══ Records for processing ══

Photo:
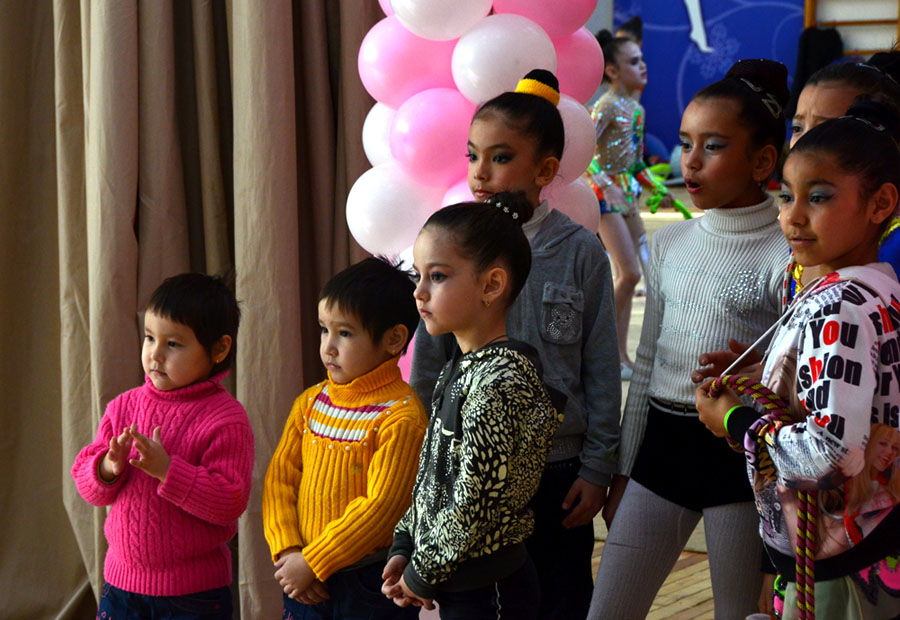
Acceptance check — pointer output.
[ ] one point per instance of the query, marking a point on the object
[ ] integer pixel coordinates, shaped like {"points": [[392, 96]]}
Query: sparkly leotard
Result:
{"points": [[619, 124]]}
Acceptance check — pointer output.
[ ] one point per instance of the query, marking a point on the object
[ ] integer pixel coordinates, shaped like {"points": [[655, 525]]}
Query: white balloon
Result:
{"points": [[458, 192], [440, 20], [496, 53], [377, 134], [577, 200], [386, 209], [581, 141]]}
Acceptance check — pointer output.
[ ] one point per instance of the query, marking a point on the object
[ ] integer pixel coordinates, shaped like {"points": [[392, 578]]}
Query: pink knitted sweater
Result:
{"points": [[168, 539]]}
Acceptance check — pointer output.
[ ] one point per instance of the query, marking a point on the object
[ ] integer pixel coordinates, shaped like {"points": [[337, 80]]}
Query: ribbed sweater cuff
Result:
{"points": [[595, 477], [179, 481]]}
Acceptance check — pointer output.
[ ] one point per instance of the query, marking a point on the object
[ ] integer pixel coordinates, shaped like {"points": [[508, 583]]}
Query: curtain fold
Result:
{"points": [[142, 139], [266, 261]]}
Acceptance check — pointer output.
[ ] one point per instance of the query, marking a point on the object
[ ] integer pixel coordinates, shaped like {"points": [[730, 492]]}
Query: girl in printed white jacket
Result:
{"points": [[836, 360]]}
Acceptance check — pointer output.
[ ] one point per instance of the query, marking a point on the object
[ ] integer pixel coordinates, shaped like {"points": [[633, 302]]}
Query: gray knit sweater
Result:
{"points": [[710, 279]]}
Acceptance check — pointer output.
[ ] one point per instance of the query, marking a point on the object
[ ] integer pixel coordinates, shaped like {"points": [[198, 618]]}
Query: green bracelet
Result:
{"points": [[728, 415]]}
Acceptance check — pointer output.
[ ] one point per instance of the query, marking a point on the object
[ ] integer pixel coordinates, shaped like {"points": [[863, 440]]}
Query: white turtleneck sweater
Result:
{"points": [[710, 279]]}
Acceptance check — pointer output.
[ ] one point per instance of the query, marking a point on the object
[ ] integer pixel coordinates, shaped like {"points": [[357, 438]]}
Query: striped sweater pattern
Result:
{"points": [[342, 474]]}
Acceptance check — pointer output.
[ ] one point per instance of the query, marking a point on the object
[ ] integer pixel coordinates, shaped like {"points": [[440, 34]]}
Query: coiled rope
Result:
{"points": [[805, 551]]}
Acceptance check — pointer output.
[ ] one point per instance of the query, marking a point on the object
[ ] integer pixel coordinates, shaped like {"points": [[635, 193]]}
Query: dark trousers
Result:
{"points": [[355, 595], [561, 555], [117, 604], [512, 598]]}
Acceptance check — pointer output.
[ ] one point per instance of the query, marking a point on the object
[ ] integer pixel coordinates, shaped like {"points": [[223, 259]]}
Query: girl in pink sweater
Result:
{"points": [[173, 458]]}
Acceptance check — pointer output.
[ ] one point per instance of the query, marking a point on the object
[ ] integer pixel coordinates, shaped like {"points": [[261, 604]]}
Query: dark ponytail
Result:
{"points": [[863, 143], [490, 232], [611, 45], [760, 87]]}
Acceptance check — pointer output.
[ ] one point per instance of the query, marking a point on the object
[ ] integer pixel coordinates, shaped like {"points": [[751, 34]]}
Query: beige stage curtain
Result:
{"points": [[139, 139]]}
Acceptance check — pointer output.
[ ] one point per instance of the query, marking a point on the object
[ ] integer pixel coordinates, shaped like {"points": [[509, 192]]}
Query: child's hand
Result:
{"points": [[391, 574], [713, 410], [114, 461], [408, 594], [294, 573], [316, 593], [154, 460], [587, 499], [395, 588]]}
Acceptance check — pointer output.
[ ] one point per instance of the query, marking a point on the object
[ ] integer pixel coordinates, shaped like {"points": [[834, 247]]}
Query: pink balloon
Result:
{"points": [[405, 362], [497, 52], [429, 134], [579, 65], [395, 64], [581, 140], [577, 200], [458, 192], [556, 20]]}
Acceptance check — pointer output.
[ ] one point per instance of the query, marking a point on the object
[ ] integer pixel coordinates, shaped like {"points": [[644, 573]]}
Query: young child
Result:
{"points": [[565, 311], [462, 542], [343, 472], [174, 459], [709, 279], [827, 94], [617, 173], [833, 359]]}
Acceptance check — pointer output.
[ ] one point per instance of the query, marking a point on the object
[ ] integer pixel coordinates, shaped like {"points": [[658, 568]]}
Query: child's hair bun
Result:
{"points": [[604, 36], [888, 63], [513, 204], [878, 115], [541, 83], [769, 75]]}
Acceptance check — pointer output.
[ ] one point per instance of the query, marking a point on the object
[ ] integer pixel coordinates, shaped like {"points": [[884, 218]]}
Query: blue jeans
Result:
{"points": [[117, 604], [355, 595], [514, 597]]}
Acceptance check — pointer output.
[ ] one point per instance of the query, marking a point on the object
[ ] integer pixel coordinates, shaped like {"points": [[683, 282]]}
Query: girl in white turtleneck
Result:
{"points": [[710, 279]]}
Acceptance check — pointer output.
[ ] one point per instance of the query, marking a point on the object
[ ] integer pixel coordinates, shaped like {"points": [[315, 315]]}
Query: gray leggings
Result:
{"points": [[646, 538]]}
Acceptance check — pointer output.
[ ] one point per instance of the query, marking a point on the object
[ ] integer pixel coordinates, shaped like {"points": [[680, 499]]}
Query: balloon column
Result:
{"points": [[429, 64]]}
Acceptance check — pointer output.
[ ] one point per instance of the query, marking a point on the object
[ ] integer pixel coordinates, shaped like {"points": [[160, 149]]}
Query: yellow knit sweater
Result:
{"points": [[343, 472]]}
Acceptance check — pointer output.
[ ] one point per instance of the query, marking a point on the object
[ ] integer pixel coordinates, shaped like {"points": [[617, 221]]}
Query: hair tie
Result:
{"points": [[499, 205], [767, 98], [531, 86]]}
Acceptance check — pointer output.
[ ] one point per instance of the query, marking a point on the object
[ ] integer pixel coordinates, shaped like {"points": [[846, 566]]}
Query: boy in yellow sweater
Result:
{"points": [[343, 472]]}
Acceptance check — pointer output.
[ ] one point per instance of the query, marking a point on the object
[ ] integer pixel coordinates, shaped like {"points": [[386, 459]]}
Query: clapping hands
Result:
{"points": [[152, 456]]}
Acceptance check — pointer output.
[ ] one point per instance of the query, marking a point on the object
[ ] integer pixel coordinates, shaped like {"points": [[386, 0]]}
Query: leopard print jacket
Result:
{"points": [[486, 446]]}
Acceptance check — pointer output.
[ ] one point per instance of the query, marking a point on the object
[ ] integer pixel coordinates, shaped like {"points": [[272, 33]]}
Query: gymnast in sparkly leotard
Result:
{"points": [[617, 173]]}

═══

**Problem**
From the first line to the last, repeat the records exactly. Leave out the pictures.

**Exercise result**
Photo:
Acceptance check — pointer output.
[ ] one point per instance of the query, marking a point on the object
[ ] integer pixel coordinates, shaped like {"points": [[392, 96]]}
Query: sparkly leotard
Result:
{"points": [[619, 124]]}
Acceptance check — pointer output.
[ ] one point per instance of the query, marking a point on the object
[ ] integer pixel coordinates, shaped like {"points": [[655, 525]]}
Query: white balloon
Result:
{"points": [[458, 192], [440, 20], [496, 53], [377, 134], [577, 200], [386, 209], [581, 141]]}
Acceptance check — pointer output.
[ ] one point per instance of the query, marking a point on the object
[ ] integer pixel coordinates, shaped like {"points": [[392, 578]]}
Query: pink knitted sweater
Result:
{"points": [[168, 539]]}
Acceptance check — pointer output.
[ ] one point per instance of the query, marking a point on the object
[ ] integer pixel coordinates, shaped like {"points": [[337, 80]]}
Query: ribbed sweater cuff
Result:
{"points": [[595, 477], [179, 481]]}
Acceptance check — pointer output.
[ ] one point per instance of the query, marking a point on the object
[ ] integer pixel coordinates, shaped like {"points": [[508, 583]]}
Query: curtain fold
Result:
{"points": [[142, 139], [266, 261]]}
Acceptance check — pointer output.
[ ] one point per instance of the query, marking a point on the object
[ ] integer pixel coordinates, shaped like {"points": [[730, 492]]}
Query: girl in printed white jacket
Result:
{"points": [[836, 360]]}
Acceptance check — pointer output.
[ ] one point per instance of the query, marking a point on the object
[ ] integer pixel coordinates, shaped like {"points": [[633, 302]]}
Query: gray knit sweater
Result:
{"points": [[710, 279]]}
Acceptance check — pointer output.
[ ] one point per instance of the query, marking a point on the object
[ ] integer pixel coordinates, shaped like {"points": [[198, 618]]}
Query: green bracelet
Result:
{"points": [[728, 415]]}
Acceptance check — pointer output.
[ ] one point per instance of the query, marking a point on the object
[ ] integer pixel coordinates, shaped like {"points": [[863, 440]]}
Query: white turtleneck sweater
Result:
{"points": [[710, 279]]}
Acceptance check — pointer output.
[ ] one point per instance of the query, marking a point on the object
[ ] integer pixel coordinates, shaped like {"points": [[357, 438]]}
Query: striped sweater pattern
Result:
{"points": [[342, 474]]}
Acceptance check — pointer output.
[ ] one point per instance of the query, marking a point on the object
[ ] integer pixel coordinates, shaped like {"points": [[440, 34]]}
Query: coiled rope
Result:
{"points": [[805, 551]]}
Acceptance check — pointer output.
[ ] one point per instance of the query, marking a point on the object
[ ] integer pixel coordinates, shaped like {"points": [[635, 193]]}
Query: dark trousers
Result:
{"points": [[355, 595], [561, 555], [117, 604], [512, 598]]}
Acceptance check — pointer output.
[ ] one point per instance of the query, marking a point on the object
[ ] integer pixel coordinates, shaped like {"points": [[223, 259]]}
Query: girl in pink sweater
Result:
{"points": [[173, 458]]}
Acceptance check — pointer output.
[ ] one point per instance of the query, marking a point on the object
[ ] integer pixel coordinates, shaped like {"points": [[261, 604]]}
Query: dark ponytail
Result:
{"points": [[863, 143], [490, 232], [611, 45], [760, 87]]}
Acceptance check — pointer output.
[ ] one point per instance of the query, marking a point on the object
[ ] integer pixel coordinates, shaped like {"points": [[751, 34]]}
Query: beige stage curtain
Result:
{"points": [[139, 139]]}
Acceptance check — pointer output.
[ ] one point per instance of the query, marking a point on the object
[ ] integer pixel coordinates, shaped like {"points": [[509, 192]]}
Query: child's hand
Result:
{"points": [[391, 574], [713, 410], [114, 461], [408, 594], [294, 573], [316, 593], [154, 460], [587, 499], [395, 588]]}
Acceptance check — pointer output.
[ ] one point per instance of the query, marking a point on the object
[ ] integer pixel coordinates, shaped like {"points": [[834, 247]]}
Query: pink balloon
Result:
{"points": [[405, 362], [497, 52], [429, 134], [579, 65], [395, 64], [581, 140], [577, 200], [458, 192], [556, 20]]}
Acceptance check — pointer output.
[ ] one point per instance of the query, marking a point on the object
[ ] integer pixel coordinates, shaped like {"points": [[644, 573]]}
Query: young child
Result:
{"points": [[565, 311], [462, 542], [343, 472], [174, 459], [709, 279], [827, 94], [617, 173], [833, 359]]}
Acceptance check — pointer output.
[ ] one point per instance of the query, marking a point on the object
[ ] integer pixel coordinates, shaped like {"points": [[658, 568]]}
Query: child's hair bun
Result:
{"points": [[604, 36], [888, 63], [513, 204], [878, 115], [541, 83], [769, 75]]}
Acceptance check — pointer output.
[ ] one point per instance of the query, marking a point on the object
[ ] integer pixel coordinates, shaped like {"points": [[884, 218]]}
Query: blue jeans
Result:
{"points": [[117, 604], [355, 595], [514, 597]]}
Acceptance check — pointer output.
[ ] one point per instance of the query, marking a point on the object
[ ] integer pixel coordinates, shaped like {"points": [[683, 282]]}
Query: girl in white turtleneck
Result:
{"points": [[710, 279]]}
Acceptance check — pointer output.
[ ] one point per instance of the query, marking a point on the object
[ ] integer pixel coordinates, shaped like {"points": [[315, 315]]}
Query: gray leggings
Result:
{"points": [[646, 538]]}
Acceptance check — pointer output.
[ ] one point per instance of the query, marking a point on the object
[ ] integer pixel coordinates, shaped like {"points": [[680, 499]]}
Query: balloon column
Result:
{"points": [[429, 64]]}
Acceptance check — pointer output.
[ ] one point per instance of the query, marking a point on the object
[ ] integer pixel coordinates, shaped like {"points": [[160, 149]]}
Query: yellow knit sweater
Result:
{"points": [[343, 472]]}
Acceptance check — pointer output.
[ ] one point per instance of the query, marking a point on the object
[ ] integer pixel coordinates, shaped like {"points": [[617, 221]]}
Query: hair tie
Result:
{"points": [[499, 205], [767, 98], [531, 86]]}
Acceptance check — pointer output.
[ ] one point per instance of the query, marking a point on the object
[ ] integer pixel coordinates, shaped like {"points": [[846, 566]]}
Query: boy in yellow sweater
Result:
{"points": [[343, 472]]}
Acceptance check — pointer output.
[ ] one point per instance of the query, marking a point on the object
[ ] integer pixel coordinates, shaped like {"points": [[386, 459]]}
Query: clapping hands
Result:
{"points": [[152, 456]]}
Acceptance check — pointer output.
[ ] one point per instance of the query, marking a point on the object
[ ] integer pixel coordinates, shaped like {"points": [[386, 0]]}
Query: leopard print jacket
Result:
{"points": [[486, 446]]}
Acceptance check — pointer output.
[ ] one point per instance of the query, marking a point on the object
[ ] integer pixel coordinates, shaped like {"points": [[272, 33]]}
Query: gymnast in sparkly leotard
Result:
{"points": [[617, 173]]}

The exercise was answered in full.